Study text>
((
Rede União is a Brazilian over-the-air television network headquartered in Fortaleza, capital of the state of Ceará, with owned-and-operated stations in Brasília, Distrito Federal, and Rio Branco, Acre.

==História==
In 1988, Fortaleza-born José Alberto Bardawil, acquired an over-the-air television license in Rio Branco, creating in August that year, TV União, a Rede Bandeirantes affiliate. Until 1990, it had installed relay station in seven Acrean municipalities.

Around October 1997, Bardawil launched Rede Brasiliense de Comunicação, in Brasília, whose line-up consisted of news bulletins and music videos from concerts. At the time, he planned to launch a national network with presence in other states, obtaining grants through companies with artists, such as singer Fábio Jr., in São Paulo. In Fortaleza, where his supporter was singer Raimundo Fagner, he received in late 1997 a license in Fortaleza, winning a license which competed with four other media groups, among them, Sistema Verdes Mares.

In November 2000, TV União in Acre ceased relaying Rede Bandeirantes' programming by becoming independent, and in 2001, it inaugurated its affiliate in Fortaleza, which became Rede União's flagship. After two years broadcasting exclusively music videos, the station in the Cearese capital started investing a new line-up for the youth in 2003, with programs related to artistic culture as well as news. At the time, RBC had been renamed TV União, even though it was affiliated to networks like TV Cultura and, between 2003 and 2005, RedeTV!; after that, all of its national network slots were given to Rede União.

Around early 2005, Rede União's signal started to be delivered by satellite using the NSS-806 satellite, covering all of America and part of Europe, enabling its expansion throughout Brazil through relay stations, first in Jundiaí, in the inland area of São Paulo, and later Natal, through affiliate TV União de Natal, on cable. In two years, it was available in São Paulo, Rio de Janeiro and Belo Horizonte with over-the-air relay stations. From 2007, retransmission in other parts of Brazil of the newly-launched Rede Brasil de Televisão enabled Rede União to reach state capitals such as São Luís, Palmas, Goiânia and Porto Alegre, as well as gaining new channels in cities where it was available and expanding through the states.
))
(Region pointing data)
((
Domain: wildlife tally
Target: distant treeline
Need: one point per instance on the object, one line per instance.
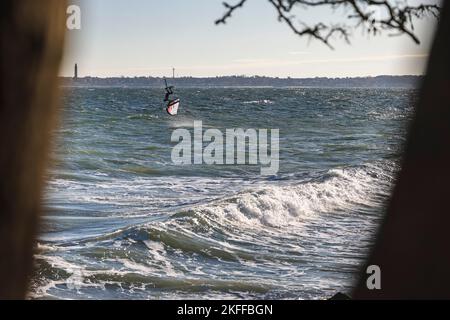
(255, 81)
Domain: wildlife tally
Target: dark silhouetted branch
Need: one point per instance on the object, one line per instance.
(373, 16)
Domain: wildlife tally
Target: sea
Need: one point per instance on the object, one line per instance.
(123, 221)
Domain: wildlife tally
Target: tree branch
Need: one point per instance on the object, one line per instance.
(397, 19)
))
Tasks>
a – In the Rede União text, which satellite started carrying the network's signal around early 2005?
b – Write out the Rede União text word for word, from "Rede União is" to "Rio Branco, Acre.".
This material is separate from the Rede União text.

Task-by-task answers>
a – The NSS-806 satellite.

b –
Rede União is a Brazilian over-the-air television network headquartered in Fortaleza, capital of the state of Ceará, with owned-and-operated stations in Brasília, Distrito Federal, and Rio Branco, Acre.